#### Task item
From the first line to the last, output the material exactly.

*** The data ***

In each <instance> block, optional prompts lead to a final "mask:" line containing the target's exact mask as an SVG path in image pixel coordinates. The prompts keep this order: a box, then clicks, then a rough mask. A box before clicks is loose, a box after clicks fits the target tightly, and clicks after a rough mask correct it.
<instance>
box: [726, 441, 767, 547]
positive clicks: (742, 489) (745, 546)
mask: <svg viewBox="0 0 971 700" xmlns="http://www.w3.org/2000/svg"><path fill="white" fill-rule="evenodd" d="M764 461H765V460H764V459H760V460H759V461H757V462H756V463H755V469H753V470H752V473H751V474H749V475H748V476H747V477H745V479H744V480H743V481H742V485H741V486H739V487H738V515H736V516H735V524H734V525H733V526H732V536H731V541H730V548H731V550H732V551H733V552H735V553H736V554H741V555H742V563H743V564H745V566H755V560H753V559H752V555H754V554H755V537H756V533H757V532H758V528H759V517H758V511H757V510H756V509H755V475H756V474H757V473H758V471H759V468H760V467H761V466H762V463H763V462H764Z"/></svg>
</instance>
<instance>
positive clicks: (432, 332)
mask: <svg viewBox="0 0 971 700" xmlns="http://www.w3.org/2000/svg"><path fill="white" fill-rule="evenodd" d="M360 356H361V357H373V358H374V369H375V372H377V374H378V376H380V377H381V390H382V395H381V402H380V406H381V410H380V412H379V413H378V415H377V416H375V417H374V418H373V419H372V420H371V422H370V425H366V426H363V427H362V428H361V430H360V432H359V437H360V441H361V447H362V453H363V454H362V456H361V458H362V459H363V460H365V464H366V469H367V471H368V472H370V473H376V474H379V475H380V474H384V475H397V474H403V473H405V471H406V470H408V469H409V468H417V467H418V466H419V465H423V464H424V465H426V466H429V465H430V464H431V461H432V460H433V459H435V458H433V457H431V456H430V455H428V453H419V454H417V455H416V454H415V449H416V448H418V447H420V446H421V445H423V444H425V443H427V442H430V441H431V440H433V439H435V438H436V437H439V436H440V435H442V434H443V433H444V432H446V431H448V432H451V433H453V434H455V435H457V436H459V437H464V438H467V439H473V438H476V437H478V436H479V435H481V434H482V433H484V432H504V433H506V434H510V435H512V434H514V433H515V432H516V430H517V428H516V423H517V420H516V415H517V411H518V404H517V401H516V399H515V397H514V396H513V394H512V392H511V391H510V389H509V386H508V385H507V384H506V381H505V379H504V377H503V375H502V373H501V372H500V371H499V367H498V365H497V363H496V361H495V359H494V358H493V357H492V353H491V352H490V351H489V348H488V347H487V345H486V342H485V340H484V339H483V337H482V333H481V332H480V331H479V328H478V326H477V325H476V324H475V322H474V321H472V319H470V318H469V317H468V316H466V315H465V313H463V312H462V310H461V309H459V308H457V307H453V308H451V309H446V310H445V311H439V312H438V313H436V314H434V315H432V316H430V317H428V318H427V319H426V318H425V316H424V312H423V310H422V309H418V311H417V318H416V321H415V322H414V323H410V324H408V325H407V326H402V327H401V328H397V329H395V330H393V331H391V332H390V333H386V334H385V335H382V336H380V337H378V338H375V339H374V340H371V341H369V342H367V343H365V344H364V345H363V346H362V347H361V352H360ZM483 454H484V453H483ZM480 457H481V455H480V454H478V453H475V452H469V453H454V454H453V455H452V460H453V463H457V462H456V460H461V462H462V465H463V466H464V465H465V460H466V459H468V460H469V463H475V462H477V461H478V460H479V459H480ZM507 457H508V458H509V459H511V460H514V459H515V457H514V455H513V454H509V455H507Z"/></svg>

***

#### Your solution
In each <instance> block, optional prompts lead to a final "mask:" line containing the target's exact mask as an SVG path in image pixel coordinates. The prompts keep this order: a box, then clicks, then a rough mask. A box before clicks is loose, a box after clicks fits the target tightly, and clicks after a rough mask correct it.
<instance>
box: [726, 441, 767, 547]
positive clicks: (742, 489) (745, 546)
mask: <svg viewBox="0 0 971 700" xmlns="http://www.w3.org/2000/svg"><path fill="white" fill-rule="evenodd" d="M764 461H765V460H764V459H760V460H759V461H757V462H756V463H755V469H753V470H752V473H751V474H749V475H748V476H747V477H745V479H744V480H743V481H742V485H741V486H739V487H738V515H736V516H735V524H734V525H733V526H732V536H731V541H730V548H731V550H732V551H733V552H735V553H736V554H741V555H742V563H743V564H745V566H755V560H753V559H752V555H754V554H755V537H756V533H757V532H758V528H759V517H758V511H757V510H756V509H755V475H756V474H757V473H758V471H759V468H760V467H761V466H762V463H763V462H764Z"/></svg>
</instance>
<instance>
positive clicks: (432, 332)
mask: <svg viewBox="0 0 971 700" xmlns="http://www.w3.org/2000/svg"><path fill="white" fill-rule="evenodd" d="M360 356H361V357H373V358H374V369H375V372H377V374H378V376H380V377H381V390H382V395H381V402H380V406H381V410H380V412H379V413H378V415H377V416H375V417H374V418H373V419H372V420H371V422H370V425H366V426H363V427H362V428H361V430H360V432H359V437H360V441H361V447H362V453H363V454H362V456H361V458H362V459H363V460H365V464H366V469H367V471H368V472H370V473H376V474H379V475H380V474H384V475H397V474H403V473H405V471H406V470H408V469H409V468H417V467H418V466H419V465H423V464H424V465H426V466H429V465H430V464H431V461H432V460H433V459H435V458H433V457H431V456H430V455H428V453H419V454H417V455H416V454H415V449H416V448H418V447H420V446H421V445H423V444H425V443H427V442H430V441H431V440H433V439H435V438H436V437H439V436H440V435H442V434H443V433H444V432H446V431H448V432H451V433H453V434H455V435H457V436H459V437H464V438H467V439H473V438H476V437H478V436H479V435H481V434H482V433H484V432H504V433H506V434H510V435H512V434H514V433H515V432H516V430H517V428H516V423H517V420H516V415H517V411H518V404H517V401H516V399H515V397H514V396H513V394H512V392H511V391H510V389H509V386H508V385H507V384H506V381H505V379H504V377H503V375H502V373H501V372H500V371H499V367H498V365H497V363H496V361H495V359H494V358H493V357H492V353H491V352H490V351H489V348H488V347H487V345H486V342H485V340H484V339H483V337H482V333H481V332H480V331H479V328H478V326H477V325H476V324H475V322H474V321H472V319H470V318H469V317H468V316H466V315H465V313H463V312H462V310H461V309H459V308H457V307H453V308H451V309H446V310H445V311H439V312H438V313H436V314H434V315H432V316H430V317H428V318H427V319H426V318H425V316H424V312H423V310H422V309H418V311H417V318H416V321H415V322H414V323H410V324H408V325H407V326H402V327H401V328H397V329H395V330H393V331H391V332H390V333H386V334H385V335H382V336H380V337H378V338H375V339H374V340H371V341H369V342H367V343H365V344H364V345H363V346H362V347H361V352H360ZM483 454H484V453H483ZM480 457H481V455H480V454H478V453H475V452H469V453H454V454H453V455H452V460H453V463H457V462H456V460H461V462H462V465H463V466H464V465H465V460H466V459H468V460H469V463H475V462H477V461H478V460H479V459H480ZM507 457H508V458H509V459H511V460H514V459H515V457H514V455H513V454H509V455H507Z"/></svg>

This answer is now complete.